Pappas v. Stacey, 116 A.2d 497 (1955), a case from the Supreme Judicial Court of Maine, involved picketing solely for organizational purposes. The plaintiffs operated a restaurant, employing on an average of thirty persons. The defendants, officials of Local 390 of a *488 nationwide union, and three employees, who were members of that union, conducted peaceful picketing at the place of business for the sole purpose of seeking to organize other employees of the plaintiff in order to gain collective bargaining rights. The plaintiff was suffering and would continue to suffer damages, which would be irreparable. The question before the court was whether the law of Maine prohibited peaceful picketing for organizational purposes under the circumstances; and if so, whether such picketing was protected under the "free speech" provision of the Federal Constitution.
The opinion pointed out that, by a statute enacted in 1941, Chap. 292, an employee or worker is protected from "interference, restraint or coercion by their employers or other persons"; that the worker must be left free from interference as to whether he will join or refrain from joining a union; and that pressure could not be directed against the employer to force him to interfere in the free choice of his employees. But such a situation was exactly what this picketing amounted to. Consequently, it was unlawful.
On the question as to whether this would constitute an abridgement of free speech, the opinion cited, by way of limitation of the doctrine in the Thornhill case, supra, Annotations in 94 L. Ed. 976, 977, and cases cited in Building Service Employees International, Local 262 v. Gazzam, 339 U.S. 532, 94 L. Ed. 1045, 70 S. Ct. 784 (1950), particularly calling attention to the fact that, in the Gazzam case, it was held that a state may, without abridging the right of free speech, restrain picketing for a purpose unlawful under its laws and policies, even though a statute expressing such policy has no criminal sanctions.
Consequently it was held that the trial court correctly enjoined the picketing in this case and affirmed such action.

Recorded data

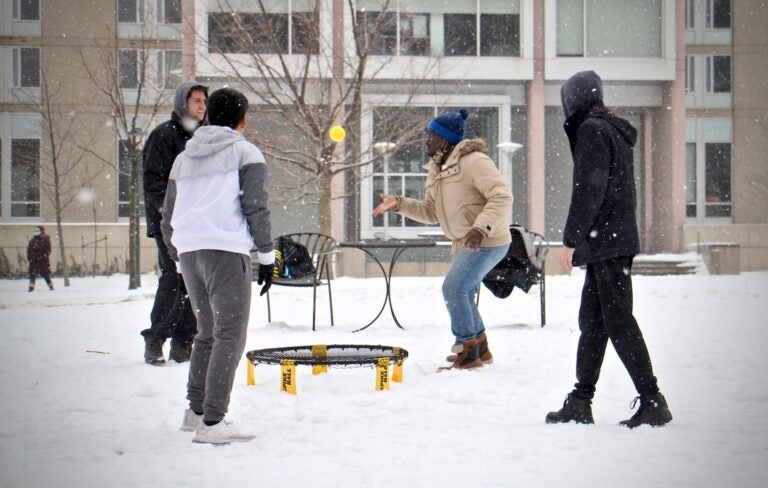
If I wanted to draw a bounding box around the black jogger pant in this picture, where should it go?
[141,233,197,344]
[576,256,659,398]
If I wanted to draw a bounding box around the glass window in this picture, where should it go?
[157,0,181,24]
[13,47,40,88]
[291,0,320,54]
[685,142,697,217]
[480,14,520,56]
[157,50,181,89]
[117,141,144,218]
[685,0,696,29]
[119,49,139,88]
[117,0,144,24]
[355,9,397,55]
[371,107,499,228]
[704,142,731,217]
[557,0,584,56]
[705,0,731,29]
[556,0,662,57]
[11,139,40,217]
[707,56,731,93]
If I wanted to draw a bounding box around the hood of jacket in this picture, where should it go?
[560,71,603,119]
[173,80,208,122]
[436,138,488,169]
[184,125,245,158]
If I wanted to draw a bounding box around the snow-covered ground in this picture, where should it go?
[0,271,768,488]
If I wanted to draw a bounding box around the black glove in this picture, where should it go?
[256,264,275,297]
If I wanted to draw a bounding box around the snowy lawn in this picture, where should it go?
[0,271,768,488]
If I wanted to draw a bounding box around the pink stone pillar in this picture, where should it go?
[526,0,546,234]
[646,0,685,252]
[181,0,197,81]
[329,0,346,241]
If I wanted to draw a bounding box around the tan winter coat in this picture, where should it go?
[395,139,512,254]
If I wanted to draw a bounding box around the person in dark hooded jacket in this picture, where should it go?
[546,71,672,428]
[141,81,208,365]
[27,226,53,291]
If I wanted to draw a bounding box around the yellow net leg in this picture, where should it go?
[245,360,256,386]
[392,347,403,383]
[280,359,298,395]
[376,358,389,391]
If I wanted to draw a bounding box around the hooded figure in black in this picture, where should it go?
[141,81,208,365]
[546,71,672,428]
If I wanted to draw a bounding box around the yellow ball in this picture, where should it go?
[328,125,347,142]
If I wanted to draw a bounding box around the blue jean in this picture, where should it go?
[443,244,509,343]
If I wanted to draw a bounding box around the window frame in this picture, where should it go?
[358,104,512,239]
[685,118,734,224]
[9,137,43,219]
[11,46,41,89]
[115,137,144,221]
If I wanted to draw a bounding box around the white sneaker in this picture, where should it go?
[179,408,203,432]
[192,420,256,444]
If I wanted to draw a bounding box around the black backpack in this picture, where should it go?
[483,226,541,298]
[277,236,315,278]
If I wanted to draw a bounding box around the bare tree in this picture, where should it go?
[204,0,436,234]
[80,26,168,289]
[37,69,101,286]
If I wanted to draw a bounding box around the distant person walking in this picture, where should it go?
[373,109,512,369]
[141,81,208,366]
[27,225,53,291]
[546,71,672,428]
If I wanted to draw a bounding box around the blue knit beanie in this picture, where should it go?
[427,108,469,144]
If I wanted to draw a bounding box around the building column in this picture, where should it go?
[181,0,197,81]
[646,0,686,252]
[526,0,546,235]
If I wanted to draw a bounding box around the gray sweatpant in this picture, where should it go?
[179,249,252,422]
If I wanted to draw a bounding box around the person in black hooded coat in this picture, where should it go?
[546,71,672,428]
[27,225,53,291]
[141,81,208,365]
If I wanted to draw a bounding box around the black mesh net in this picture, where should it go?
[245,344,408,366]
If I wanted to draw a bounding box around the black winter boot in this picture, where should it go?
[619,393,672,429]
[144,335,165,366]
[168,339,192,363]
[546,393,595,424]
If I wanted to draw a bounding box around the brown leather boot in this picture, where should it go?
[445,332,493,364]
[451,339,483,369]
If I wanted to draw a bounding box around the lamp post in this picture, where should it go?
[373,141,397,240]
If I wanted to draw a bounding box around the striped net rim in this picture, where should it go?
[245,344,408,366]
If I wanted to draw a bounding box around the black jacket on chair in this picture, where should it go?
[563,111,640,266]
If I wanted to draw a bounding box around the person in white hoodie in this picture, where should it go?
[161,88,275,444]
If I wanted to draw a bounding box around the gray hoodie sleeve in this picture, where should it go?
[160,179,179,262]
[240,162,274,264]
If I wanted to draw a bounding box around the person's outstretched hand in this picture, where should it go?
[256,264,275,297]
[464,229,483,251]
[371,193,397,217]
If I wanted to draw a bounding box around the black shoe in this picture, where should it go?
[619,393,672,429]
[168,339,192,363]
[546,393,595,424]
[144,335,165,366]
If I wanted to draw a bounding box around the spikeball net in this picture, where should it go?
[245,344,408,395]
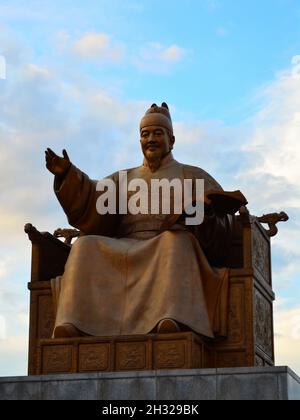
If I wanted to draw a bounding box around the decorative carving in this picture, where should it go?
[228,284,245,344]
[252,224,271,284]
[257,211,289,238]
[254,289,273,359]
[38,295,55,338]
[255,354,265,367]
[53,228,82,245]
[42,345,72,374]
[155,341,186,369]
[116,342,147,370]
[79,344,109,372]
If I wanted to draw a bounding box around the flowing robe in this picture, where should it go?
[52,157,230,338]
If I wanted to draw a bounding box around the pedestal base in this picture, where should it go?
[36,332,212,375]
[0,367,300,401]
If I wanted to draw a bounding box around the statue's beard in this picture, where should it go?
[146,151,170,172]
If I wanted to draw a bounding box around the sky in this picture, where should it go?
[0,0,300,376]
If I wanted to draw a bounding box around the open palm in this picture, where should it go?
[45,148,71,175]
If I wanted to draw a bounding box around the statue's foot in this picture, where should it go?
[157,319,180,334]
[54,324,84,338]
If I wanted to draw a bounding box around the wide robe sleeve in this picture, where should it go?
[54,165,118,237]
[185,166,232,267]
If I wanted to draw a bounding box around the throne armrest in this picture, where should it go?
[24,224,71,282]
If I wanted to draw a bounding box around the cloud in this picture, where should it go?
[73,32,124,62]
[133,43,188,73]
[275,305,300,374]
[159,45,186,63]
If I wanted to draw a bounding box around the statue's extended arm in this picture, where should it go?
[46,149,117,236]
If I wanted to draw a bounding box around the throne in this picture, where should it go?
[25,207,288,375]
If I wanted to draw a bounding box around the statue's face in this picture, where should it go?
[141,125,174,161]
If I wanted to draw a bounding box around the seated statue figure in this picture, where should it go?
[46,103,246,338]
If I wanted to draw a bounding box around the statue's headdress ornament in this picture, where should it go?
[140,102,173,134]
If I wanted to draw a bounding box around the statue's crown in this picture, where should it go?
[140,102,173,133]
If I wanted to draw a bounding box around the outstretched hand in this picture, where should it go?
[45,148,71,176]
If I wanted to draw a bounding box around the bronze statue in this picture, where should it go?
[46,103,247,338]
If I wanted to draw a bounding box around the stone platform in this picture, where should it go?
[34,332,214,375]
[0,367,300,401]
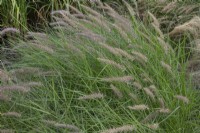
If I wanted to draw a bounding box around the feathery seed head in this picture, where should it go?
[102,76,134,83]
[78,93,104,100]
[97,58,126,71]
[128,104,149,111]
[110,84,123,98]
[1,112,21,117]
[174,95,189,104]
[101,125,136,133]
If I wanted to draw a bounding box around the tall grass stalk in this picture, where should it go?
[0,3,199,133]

Brief 1
Name every court case the case summary mentions.
Brief 2
Reproduce the case summary word for word between "On the question" and "affirmed such action.", inclusive.

Solution 1
- Pappas v. Stacey
- the Thornhill case
- Building Service Employees International, Local 262 v. Gazzam

Solution 2
On the question as to whether this would constitute an abridgement of free speech, the opinion cited, by way of limitation of the doctrine in the Thornhill case, supra, Annotations in 94 L. Ed. 976, 977, and cases cited in Building Service Employees International, Local 262 v. Gazzam, 339 U.S. 532, 94 L. Ed. 1045, 70 S. Ct. 784 (1950), particularly calling attention to the fact that, in the Gazzam case, it was held that a state may, without abridging the right of free speech, restrain picketing for a purpose unlawful under its laws and policies, even though a statute expressing such policy has no criminal sanctions.
Consequently it was held that the trial court correctly enjoined the picketing in this case and affirmed such action.